In the event that LSI terminates Mr. Talwalkar’s employment without cause or Mr. Talwalkar resigns for good reason, and the termination is in connection with a change in control of LSI, Mr. Talwalkar will be entitled to receive:
 
  •  Continued payment of his base salary and health benefits for 24 months.
 
  •  Payment of his target incentive bonus for the year in which the termination occurs, pro-rated to his date of termination.
 
  •  An amount equal to 200% of his target bonus for the year in which the termination occurs.
 
  •  100% acceleration of all of his outstanding unvested equity awards.
 
For purposes of Mr. Talwalkar’s employment agreement, “cause” means any of the following:
 
  •  His willful and continued failure to perform his duties and responsibilities after a written demand has been delivered to him by the Board of Directors and his failure to take corrective action within 30 days.

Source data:
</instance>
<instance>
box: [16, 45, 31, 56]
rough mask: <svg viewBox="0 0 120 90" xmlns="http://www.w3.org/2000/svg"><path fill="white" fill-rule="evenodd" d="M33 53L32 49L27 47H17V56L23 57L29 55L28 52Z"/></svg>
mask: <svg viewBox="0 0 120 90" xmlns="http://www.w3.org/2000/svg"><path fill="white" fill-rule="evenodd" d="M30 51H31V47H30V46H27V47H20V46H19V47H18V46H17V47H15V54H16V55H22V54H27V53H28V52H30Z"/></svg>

Requirement:
Repeat the employment agreement text from "For purposes of" up to and including "action within 30 days.". The items have no connection to the employment agreement text.

Solution to this problem:
For purposes of Mr. Talwalkar’s employment agreement, “cause” means any of the following:
 
  •  His willful and continued failure to perform his duties and responsibilities after a written demand has been delivered to him by the Board of Directors and his failure to take corrective action within 30 days.